> _Ítems listados_:
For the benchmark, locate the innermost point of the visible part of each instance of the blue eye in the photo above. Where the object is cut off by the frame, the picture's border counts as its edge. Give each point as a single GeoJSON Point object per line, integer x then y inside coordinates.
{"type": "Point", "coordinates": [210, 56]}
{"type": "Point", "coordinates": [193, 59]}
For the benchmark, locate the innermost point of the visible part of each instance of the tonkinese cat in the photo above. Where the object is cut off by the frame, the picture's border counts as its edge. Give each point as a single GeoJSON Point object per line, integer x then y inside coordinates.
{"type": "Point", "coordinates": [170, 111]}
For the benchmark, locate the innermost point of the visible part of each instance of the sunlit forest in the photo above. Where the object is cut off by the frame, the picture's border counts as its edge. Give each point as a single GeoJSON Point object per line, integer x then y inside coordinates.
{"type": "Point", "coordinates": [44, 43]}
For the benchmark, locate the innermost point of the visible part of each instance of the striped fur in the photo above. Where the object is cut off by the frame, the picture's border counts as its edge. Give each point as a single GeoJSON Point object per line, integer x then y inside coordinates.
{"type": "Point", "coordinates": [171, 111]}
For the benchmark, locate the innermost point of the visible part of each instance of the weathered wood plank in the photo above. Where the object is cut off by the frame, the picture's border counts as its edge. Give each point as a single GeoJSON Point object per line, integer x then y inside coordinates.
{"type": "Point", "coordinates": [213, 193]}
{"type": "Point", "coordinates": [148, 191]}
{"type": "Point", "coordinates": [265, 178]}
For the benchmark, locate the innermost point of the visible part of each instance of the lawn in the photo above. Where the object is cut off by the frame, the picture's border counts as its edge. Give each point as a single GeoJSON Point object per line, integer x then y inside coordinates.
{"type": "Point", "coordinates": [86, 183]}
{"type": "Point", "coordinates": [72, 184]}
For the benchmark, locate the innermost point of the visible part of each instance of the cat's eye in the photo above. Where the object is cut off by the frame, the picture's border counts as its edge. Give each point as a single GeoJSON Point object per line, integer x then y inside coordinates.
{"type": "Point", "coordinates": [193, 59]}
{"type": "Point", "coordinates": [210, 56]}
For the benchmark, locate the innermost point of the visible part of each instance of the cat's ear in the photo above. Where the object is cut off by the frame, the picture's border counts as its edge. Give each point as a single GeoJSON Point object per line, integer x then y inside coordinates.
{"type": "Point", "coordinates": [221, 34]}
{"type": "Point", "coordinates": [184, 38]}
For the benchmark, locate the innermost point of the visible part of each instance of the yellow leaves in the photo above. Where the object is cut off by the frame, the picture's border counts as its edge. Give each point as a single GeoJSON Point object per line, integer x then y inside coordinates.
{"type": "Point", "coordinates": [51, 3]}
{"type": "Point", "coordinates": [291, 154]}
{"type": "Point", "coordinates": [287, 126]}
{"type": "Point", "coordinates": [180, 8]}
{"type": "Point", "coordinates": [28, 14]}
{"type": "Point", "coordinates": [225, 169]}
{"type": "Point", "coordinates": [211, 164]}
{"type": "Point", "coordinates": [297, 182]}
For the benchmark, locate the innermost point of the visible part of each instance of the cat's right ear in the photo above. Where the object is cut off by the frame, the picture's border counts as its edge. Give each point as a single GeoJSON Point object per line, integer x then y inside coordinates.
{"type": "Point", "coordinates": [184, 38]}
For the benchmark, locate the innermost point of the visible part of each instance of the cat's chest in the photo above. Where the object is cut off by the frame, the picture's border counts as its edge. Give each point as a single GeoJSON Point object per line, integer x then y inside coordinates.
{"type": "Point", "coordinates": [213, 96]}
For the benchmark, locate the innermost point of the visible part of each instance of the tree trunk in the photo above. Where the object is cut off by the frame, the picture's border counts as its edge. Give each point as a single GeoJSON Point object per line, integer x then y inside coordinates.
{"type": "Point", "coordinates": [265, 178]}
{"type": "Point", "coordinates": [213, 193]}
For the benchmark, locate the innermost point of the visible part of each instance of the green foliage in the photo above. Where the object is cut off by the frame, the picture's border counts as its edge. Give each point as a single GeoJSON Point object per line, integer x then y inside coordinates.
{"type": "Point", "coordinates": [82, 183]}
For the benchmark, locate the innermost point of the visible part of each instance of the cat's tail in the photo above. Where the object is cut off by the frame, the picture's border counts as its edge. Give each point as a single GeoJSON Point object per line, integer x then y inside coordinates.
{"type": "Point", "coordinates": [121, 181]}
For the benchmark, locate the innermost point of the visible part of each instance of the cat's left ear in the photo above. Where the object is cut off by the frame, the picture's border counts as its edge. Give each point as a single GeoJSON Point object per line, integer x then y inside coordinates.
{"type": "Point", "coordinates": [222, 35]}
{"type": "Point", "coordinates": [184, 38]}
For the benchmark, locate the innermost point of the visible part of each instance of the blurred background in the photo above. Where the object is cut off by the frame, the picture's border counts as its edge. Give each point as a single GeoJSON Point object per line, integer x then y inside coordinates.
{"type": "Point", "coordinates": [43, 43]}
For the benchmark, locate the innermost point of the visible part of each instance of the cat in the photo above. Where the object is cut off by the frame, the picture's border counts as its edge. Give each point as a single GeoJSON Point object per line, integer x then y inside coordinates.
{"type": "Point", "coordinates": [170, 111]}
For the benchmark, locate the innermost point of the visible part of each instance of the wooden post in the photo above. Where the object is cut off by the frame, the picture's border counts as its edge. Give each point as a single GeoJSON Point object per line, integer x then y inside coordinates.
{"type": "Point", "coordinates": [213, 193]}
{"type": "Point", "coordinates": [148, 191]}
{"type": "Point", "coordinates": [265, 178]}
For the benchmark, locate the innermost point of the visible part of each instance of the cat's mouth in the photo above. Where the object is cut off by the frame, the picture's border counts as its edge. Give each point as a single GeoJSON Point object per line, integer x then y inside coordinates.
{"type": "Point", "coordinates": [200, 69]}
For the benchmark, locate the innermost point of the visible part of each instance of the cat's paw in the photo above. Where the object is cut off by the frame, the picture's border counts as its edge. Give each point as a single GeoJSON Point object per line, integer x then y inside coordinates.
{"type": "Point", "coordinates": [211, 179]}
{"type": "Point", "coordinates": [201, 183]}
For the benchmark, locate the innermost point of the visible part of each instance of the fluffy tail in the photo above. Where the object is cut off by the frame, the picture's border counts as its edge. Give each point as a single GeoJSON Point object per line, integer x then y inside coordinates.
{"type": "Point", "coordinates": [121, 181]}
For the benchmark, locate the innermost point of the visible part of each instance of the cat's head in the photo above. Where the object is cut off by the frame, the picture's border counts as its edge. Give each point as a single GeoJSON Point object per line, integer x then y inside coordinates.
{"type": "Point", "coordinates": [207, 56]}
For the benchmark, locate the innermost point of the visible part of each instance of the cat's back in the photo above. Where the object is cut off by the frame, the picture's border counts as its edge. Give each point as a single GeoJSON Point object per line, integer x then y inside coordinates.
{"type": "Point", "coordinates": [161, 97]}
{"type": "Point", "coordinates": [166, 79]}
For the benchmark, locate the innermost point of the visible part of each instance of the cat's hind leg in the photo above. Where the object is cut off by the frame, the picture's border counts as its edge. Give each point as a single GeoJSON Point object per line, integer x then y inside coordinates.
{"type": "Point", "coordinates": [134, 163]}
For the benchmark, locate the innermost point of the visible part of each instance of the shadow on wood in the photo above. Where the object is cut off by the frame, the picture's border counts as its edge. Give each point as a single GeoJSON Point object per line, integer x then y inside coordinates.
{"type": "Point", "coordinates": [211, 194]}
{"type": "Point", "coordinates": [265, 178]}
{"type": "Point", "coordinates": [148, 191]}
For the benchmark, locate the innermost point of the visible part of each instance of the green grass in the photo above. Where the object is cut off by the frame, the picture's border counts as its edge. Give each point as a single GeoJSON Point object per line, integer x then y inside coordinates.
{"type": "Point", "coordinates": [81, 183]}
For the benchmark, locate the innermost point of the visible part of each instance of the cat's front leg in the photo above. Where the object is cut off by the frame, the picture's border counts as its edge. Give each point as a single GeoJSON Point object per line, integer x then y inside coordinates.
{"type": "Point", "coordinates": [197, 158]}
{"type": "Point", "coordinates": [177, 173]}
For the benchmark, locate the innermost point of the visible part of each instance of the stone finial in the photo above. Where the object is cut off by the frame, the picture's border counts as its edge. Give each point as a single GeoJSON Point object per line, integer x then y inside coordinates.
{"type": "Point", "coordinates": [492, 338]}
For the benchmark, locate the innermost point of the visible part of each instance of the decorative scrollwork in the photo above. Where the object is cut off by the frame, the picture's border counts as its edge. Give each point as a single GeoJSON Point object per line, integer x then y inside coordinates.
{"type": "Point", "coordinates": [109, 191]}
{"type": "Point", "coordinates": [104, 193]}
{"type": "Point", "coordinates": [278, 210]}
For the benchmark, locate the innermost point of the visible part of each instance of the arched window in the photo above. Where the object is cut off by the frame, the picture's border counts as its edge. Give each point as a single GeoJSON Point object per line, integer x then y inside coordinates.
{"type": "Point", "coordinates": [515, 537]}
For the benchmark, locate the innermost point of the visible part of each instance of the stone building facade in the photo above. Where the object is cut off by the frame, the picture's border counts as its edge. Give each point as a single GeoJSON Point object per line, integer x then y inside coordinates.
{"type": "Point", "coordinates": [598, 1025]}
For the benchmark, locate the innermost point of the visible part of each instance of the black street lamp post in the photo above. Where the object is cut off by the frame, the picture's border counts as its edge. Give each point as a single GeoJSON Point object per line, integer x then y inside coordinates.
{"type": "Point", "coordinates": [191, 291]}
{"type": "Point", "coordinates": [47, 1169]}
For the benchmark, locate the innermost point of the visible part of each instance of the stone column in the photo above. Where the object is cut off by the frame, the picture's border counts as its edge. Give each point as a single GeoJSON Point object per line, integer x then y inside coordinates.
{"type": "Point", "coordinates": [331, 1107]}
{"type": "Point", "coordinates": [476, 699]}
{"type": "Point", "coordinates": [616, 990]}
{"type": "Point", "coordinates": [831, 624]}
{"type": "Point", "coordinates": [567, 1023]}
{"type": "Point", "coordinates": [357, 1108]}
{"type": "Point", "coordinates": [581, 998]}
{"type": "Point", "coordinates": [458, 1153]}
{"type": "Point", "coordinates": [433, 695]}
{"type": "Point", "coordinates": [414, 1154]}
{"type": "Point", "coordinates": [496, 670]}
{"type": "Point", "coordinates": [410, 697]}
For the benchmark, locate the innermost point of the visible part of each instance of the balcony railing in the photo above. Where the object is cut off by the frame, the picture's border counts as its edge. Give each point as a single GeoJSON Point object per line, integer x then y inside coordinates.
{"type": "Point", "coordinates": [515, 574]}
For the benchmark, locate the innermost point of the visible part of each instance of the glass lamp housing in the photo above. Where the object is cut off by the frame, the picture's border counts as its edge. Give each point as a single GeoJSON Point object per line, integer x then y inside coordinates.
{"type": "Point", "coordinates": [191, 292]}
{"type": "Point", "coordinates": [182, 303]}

> _Tarea indicada_:
Reproduce sin cambios el tramo que va desde la línea que contiene "of the glass" hasta el final de los ítems, ambos extremos incluidos.

> _Resultado_:
For the benchmark, locate the innermost point of the visible part of each instance of the glass lamp housing in the photo above. Where the object is cut off by the frame, the picture's border counts as its edge. Give each point as a single GeoJSON Point object per line, integer x then y inside coordinates.
{"type": "Point", "coordinates": [191, 292]}
{"type": "Point", "coordinates": [182, 303]}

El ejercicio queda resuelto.